#### What you will do
Extract each line of the rows below that contains the word "wooden". Count a match only when the capitalization is the same.

#### Given data
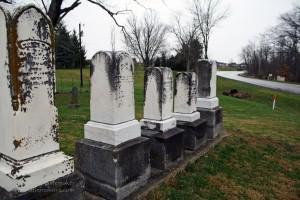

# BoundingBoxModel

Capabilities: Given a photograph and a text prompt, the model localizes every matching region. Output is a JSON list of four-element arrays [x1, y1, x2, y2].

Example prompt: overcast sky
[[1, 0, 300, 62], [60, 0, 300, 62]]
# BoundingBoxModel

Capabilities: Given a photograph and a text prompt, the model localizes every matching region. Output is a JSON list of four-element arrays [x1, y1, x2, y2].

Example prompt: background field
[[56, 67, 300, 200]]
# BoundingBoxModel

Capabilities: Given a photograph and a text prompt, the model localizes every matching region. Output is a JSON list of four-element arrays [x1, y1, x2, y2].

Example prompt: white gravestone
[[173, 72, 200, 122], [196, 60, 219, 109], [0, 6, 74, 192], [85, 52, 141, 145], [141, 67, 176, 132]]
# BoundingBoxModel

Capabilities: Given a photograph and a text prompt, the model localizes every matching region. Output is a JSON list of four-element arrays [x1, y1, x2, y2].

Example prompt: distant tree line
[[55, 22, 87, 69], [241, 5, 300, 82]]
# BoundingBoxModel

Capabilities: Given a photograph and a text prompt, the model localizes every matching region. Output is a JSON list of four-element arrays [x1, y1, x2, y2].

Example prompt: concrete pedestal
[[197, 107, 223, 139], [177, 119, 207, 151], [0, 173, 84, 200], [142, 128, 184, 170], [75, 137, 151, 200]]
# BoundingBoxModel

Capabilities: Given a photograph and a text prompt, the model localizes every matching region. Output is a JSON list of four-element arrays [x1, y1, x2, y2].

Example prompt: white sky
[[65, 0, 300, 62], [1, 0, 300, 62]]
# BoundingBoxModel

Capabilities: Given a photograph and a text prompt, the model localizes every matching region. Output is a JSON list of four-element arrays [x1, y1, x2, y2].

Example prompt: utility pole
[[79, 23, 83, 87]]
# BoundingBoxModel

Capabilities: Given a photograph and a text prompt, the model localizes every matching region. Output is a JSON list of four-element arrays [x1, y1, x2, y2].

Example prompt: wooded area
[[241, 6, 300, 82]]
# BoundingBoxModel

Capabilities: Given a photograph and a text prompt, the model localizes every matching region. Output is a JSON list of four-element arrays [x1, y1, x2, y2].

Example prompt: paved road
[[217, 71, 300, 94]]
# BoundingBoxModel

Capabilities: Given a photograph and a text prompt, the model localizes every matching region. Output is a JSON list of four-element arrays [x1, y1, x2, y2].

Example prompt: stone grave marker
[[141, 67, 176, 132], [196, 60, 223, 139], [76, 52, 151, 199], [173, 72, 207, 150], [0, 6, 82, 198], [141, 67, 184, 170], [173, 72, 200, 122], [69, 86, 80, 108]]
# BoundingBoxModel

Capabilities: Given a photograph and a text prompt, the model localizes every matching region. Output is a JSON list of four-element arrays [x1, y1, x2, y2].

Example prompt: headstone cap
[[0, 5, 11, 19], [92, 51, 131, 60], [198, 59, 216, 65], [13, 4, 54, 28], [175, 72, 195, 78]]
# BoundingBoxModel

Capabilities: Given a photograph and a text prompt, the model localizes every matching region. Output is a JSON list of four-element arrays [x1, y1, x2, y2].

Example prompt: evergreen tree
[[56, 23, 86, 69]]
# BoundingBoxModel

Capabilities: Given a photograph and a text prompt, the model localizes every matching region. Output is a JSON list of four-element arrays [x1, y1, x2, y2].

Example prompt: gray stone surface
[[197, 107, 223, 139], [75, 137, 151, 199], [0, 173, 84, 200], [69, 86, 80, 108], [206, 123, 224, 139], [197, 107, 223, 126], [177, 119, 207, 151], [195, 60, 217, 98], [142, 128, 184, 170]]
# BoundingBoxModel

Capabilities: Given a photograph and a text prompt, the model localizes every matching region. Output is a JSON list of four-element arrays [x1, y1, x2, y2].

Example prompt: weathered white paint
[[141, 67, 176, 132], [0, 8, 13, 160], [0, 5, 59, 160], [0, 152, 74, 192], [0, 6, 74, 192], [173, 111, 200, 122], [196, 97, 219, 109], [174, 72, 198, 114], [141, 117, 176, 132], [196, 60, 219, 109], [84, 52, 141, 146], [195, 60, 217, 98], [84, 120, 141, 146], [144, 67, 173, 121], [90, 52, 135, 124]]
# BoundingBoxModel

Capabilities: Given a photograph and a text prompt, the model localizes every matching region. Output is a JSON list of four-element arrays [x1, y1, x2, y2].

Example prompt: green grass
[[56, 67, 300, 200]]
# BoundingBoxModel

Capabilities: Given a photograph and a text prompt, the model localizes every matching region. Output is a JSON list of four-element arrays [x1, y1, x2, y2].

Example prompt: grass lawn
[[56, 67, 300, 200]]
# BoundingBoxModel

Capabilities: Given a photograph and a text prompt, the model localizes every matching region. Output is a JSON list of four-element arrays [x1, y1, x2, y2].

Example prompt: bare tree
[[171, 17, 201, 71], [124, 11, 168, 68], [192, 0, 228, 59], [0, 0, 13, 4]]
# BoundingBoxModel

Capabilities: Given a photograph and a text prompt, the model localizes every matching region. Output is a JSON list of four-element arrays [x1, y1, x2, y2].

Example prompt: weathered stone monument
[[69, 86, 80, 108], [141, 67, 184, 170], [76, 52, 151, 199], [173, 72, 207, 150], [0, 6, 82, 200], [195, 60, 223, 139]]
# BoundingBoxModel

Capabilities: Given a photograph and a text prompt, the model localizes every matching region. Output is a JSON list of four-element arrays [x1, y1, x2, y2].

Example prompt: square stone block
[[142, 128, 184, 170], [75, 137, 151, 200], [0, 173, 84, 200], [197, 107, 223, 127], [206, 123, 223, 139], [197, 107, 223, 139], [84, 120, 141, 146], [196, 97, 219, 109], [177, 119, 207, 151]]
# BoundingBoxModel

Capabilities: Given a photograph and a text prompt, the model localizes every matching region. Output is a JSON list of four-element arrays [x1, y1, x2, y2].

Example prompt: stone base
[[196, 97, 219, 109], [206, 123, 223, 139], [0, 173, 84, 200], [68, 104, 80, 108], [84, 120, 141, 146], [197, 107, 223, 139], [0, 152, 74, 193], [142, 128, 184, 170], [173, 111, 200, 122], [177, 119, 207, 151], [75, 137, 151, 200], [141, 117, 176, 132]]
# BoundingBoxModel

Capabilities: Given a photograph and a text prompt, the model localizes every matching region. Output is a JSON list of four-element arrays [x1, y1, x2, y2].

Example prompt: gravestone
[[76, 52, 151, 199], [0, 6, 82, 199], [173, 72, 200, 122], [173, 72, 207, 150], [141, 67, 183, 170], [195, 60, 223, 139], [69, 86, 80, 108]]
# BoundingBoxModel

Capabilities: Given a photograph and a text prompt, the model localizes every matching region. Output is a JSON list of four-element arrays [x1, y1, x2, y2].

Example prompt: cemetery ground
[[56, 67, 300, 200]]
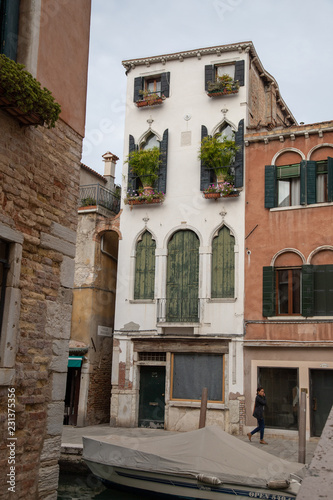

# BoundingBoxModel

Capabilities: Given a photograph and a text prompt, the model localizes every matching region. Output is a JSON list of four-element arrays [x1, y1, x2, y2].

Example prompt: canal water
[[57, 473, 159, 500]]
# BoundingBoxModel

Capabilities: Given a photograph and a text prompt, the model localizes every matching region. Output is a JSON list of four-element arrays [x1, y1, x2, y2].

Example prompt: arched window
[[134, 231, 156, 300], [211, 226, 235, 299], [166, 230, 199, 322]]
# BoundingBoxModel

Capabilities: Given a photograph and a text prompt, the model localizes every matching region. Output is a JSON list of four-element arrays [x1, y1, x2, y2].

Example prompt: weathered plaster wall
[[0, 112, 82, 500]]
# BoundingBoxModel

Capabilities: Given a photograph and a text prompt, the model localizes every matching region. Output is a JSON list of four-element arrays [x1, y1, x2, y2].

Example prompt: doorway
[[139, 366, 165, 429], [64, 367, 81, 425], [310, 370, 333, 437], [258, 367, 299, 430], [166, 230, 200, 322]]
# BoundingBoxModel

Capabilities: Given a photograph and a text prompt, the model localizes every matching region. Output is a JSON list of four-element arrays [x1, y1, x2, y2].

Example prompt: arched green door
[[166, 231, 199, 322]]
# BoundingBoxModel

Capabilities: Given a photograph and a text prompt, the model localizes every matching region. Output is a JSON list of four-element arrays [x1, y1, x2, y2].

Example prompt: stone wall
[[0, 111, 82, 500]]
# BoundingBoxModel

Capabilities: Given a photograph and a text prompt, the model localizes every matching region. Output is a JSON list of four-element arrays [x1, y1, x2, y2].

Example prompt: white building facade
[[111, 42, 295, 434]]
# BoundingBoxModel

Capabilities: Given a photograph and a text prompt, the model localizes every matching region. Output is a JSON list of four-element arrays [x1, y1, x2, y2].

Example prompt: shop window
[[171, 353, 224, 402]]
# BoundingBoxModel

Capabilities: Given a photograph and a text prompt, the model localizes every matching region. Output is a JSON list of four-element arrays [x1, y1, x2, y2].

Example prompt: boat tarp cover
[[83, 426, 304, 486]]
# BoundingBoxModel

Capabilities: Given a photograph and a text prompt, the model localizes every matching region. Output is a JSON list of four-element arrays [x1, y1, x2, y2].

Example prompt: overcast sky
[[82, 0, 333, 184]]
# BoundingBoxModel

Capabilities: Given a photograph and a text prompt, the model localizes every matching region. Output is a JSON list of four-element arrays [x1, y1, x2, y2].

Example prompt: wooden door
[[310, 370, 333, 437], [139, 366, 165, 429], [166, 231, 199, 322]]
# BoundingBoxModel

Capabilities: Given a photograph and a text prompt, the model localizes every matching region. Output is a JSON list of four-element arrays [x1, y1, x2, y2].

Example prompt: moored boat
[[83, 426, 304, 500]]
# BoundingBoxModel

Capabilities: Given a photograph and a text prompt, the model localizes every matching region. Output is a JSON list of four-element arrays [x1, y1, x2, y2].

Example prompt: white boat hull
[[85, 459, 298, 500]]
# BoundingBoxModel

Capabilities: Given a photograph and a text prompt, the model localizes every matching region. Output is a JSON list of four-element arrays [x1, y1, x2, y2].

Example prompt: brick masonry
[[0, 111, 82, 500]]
==
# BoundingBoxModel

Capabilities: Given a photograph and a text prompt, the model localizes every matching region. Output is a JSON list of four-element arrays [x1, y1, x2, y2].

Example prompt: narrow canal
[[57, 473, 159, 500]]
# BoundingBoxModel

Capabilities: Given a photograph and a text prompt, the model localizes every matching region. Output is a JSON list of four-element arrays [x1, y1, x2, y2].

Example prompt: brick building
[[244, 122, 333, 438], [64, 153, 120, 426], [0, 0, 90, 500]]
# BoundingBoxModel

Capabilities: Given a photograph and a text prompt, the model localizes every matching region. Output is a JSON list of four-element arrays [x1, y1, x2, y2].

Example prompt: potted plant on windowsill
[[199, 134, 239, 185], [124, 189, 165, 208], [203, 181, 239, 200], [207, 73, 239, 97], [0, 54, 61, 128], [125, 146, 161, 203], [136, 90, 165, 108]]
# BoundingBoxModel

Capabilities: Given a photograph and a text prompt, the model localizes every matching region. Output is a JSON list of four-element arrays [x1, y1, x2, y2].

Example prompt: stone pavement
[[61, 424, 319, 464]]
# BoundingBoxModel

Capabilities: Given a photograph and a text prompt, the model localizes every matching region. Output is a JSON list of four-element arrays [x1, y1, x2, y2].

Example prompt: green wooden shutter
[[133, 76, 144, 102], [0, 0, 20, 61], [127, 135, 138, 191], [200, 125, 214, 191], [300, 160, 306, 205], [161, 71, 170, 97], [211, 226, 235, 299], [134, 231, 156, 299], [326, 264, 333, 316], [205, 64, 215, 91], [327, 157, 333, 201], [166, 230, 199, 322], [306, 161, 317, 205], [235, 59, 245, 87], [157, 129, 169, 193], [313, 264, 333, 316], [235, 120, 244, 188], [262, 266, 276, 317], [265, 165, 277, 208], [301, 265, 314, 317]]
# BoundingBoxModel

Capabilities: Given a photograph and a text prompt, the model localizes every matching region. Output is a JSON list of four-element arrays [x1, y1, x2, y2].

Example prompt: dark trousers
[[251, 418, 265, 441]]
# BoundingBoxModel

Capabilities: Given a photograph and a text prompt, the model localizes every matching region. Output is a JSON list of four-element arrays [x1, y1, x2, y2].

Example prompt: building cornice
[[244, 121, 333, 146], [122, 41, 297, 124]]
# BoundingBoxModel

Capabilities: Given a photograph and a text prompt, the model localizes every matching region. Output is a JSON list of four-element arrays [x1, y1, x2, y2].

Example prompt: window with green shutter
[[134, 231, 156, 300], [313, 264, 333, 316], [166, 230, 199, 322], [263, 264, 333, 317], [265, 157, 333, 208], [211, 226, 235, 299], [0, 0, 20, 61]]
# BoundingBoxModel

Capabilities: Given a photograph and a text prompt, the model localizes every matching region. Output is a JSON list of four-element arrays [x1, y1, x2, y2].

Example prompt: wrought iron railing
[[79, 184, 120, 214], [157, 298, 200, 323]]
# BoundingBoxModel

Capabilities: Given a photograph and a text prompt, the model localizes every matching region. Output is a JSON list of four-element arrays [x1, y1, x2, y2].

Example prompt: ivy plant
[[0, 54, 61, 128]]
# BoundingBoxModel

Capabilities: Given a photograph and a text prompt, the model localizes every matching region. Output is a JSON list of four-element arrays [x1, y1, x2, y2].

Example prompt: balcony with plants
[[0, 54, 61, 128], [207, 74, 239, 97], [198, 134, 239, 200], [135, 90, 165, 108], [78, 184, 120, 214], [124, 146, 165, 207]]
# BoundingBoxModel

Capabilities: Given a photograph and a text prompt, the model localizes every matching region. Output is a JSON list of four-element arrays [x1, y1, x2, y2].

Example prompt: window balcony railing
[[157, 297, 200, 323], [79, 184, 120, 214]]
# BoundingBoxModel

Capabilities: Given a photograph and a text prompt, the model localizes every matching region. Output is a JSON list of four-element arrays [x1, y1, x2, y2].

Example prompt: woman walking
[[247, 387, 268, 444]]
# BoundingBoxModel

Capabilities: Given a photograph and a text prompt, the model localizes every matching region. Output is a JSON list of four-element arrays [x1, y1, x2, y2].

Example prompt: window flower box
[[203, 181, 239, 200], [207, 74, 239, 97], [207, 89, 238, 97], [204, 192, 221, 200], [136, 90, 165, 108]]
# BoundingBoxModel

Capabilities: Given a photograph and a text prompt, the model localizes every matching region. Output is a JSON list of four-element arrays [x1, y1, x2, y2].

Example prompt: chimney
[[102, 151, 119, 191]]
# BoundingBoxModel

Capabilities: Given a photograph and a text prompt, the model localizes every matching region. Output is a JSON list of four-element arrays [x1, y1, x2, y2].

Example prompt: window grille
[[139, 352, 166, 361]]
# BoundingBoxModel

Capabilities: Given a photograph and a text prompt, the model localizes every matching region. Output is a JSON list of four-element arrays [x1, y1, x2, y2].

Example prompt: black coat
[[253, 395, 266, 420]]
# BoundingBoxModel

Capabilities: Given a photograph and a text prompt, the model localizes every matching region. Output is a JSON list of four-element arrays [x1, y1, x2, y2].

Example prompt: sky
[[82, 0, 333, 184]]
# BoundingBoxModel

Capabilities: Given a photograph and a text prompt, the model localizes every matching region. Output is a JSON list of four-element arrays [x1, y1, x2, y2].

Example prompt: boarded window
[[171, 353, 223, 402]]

#### Response to this exercise
Example prompt: wooden door
Example prompt: green wooden shutter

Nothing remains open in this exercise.